Turn the lines of all the entries below into one numbered list, leaving out any blank lines.

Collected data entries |
******
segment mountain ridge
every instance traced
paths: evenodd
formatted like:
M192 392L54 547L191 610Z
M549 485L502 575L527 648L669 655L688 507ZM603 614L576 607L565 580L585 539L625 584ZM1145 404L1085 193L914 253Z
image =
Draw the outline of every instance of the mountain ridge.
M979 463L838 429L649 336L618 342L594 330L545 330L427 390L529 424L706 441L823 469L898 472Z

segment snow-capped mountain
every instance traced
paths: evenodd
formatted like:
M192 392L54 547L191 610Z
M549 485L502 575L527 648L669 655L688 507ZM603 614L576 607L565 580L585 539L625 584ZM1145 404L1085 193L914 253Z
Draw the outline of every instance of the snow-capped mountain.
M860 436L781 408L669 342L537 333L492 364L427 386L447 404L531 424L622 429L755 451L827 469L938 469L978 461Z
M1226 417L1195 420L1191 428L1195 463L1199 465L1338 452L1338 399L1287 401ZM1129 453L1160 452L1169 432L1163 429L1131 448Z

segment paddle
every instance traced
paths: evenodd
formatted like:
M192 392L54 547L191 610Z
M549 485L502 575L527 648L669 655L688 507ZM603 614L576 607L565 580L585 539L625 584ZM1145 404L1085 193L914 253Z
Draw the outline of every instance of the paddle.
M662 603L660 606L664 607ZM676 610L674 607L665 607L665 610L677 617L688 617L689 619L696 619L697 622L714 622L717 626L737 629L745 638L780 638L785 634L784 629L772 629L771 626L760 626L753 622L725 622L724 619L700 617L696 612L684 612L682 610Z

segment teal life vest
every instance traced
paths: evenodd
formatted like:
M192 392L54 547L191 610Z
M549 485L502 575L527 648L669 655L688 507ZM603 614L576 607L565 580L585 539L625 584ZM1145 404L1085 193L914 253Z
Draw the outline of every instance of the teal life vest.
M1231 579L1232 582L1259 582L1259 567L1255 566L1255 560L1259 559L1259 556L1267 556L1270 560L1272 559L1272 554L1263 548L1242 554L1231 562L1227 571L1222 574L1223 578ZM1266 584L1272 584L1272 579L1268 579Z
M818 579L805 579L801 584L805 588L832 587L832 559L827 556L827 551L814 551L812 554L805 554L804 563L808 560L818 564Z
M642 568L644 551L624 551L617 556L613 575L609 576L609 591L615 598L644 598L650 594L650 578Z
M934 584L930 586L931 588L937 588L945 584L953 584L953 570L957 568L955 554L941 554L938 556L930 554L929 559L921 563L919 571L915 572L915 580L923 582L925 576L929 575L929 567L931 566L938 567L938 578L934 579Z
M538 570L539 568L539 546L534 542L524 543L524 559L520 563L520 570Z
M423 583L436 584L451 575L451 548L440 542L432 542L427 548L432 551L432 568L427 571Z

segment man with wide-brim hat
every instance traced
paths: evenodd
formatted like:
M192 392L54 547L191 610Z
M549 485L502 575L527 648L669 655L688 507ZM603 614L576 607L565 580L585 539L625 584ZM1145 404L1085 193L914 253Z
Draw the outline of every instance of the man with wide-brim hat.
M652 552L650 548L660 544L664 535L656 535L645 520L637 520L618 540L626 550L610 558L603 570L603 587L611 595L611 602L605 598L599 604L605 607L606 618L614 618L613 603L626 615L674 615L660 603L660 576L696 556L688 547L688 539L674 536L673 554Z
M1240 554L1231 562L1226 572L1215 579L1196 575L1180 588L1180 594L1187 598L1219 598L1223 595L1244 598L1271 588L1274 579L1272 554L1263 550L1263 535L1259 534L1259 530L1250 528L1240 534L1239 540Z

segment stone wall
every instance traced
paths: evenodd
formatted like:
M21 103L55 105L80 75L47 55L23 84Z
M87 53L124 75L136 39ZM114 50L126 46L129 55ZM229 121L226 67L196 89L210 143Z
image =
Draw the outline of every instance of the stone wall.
******
WORKED SOLUTION |
1. segment mountain ridge
2. every instance traced
3. paths: evenodd
4. formatted like:
5. M192 392L54 547L191 610Z
6. M549 485L502 575L527 648L669 655L688 507ZM603 614L576 607L565 580L585 539L625 584ZM1145 404L1085 193L914 253Z
7. image =
8. Draw the outline of every instance of the mountain ridge.
9. M979 463L838 429L649 336L618 342L594 330L545 330L427 390L529 424L706 441L823 469L898 472Z
10. segment snow-capped mountain
11. every instance traced
12. paths: evenodd
13. formatted like:
14. M192 392L54 547L191 610Z
15. M549 485L502 575L527 648L669 655L688 507ZM603 614L576 607L565 580L585 539L625 584ZM1145 404L1085 193L914 253Z
16. Draw the outline of every instance of the snow-capped mountain.
17. M860 436L781 408L669 342L537 333L492 364L427 386L447 404L531 424L622 429L755 451L827 469L938 469L978 461Z
18. M1226 417L1195 420L1191 428L1195 463L1199 465L1338 452L1338 399L1287 401ZM1129 453L1160 452L1169 432L1163 429L1131 448Z
19. segment paddle
20. every instance traced
21. paths: evenodd
22. formatted like:
23. M192 392L54 547L191 610Z
24. M549 485L502 575L527 648L669 655L688 507ZM603 614L576 607L565 580L585 539L625 584ZM1145 404L1085 193L914 253Z
25. Draw the outline of every instance of the paddle.
26. M662 603L660 606L664 607ZM676 610L674 607L665 607L665 610L677 617L688 617L689 619L696 619L697 622L714 622L717 626L737 629L745 638L780 638L785 634L784 629L772 629L771 626L760 626L753 622L725 622L724 619L700 617L696 612L684 612L682 610Z
27. segment teal life vest
28. every instance traced
29. paths: evenodd
30. formatted like:
31. M192 392L54 547L191 610Z
32. M549 485L502 575L527 648L669 655L688 507ZM603 614L576 607L565 580L585 539L625 584ZM1145 404L1085 193L914 253Z
33. Draw the outline of every instance of the teal life vest.
34. M1231 579L1232 582L1259 582L1259 567L1255 566L1255 560L1259 559L1259 556L1267 556L1270 560L1272 559L1272 554L1263 548L1242 554L1231 562L1227 571L1222 574L1223 578ZM1266 584L1272 584L1272 579L1268 579Z
35. M818 579L805 579L801 584L805 588L832 587L832 559L827 556L827 551L814 551L812 554L805 554L804 563L808 560L818 564Z
36. M642 568L644 551L624 551L617 556L613 575L609 576L609 591L615 598L644 598L650 594L650 578Z
37. M934 584L930 586L931 588L937 588L945 584L953 584L953 570L957 568L955 554L941 554L938 556L930 554L929 559L921 563L919 571L915 572L915 580L923 582L925 576L929 575L929 567L931 566L938 567L938 578L934 579Z
38. M538 570L539 568L539 546L534 542L524 543L524 559L520 563L520 570Z
39. M423 583L436 584L451 575L451 548L440 542L432 542L427 548L432 551L432 568L427 571Z
40. segment man with wide-brim hat
41. every instance traced
42. paths: evenodd
43. formatted like:
44. M192 392L54 547L191 610Z
45. M549 485L502 575L527 648L669 655L688 507ZM603 614L576 607L565 580L585 539L625 584ZM1145 404L1085 193L914 253Z
46. Draw the outline of every instance of the man with wide-brim hat.
47. M652 552L650 548L660 544L664 535L656 535L645 520L637 520L618 540L626 550L610 558L603 570L603 587L611 595L611 602L605 598L599 604L605 607L606 618L614 618L613 603L626 615L674 615L660 603L660 576L696 556L688 547L688 539L674 536L673 554Z
48. M1240 554L1231 562L1226 572L1215 579L1196 575L1180 588L1180 594L1187 598L1219 598L1223 595L1244 598L1271 588L1274 579L1272 554L1263 550L1263 535L1259 534L1259 530L1250 528L1240 534L1239 540Z
49. segment stone wall
50. every instance traced
51. paths: evenodd
52. formatted like:
53. M21 103L55 105L80 75L47 55L23 84Z
54. M87 53L124 75L136 39ZM114 50L126 46L129 55ZM229 121L226 67L196 89L210 143Z
55. image =
56. Draw the outline of every instance of the stone wall.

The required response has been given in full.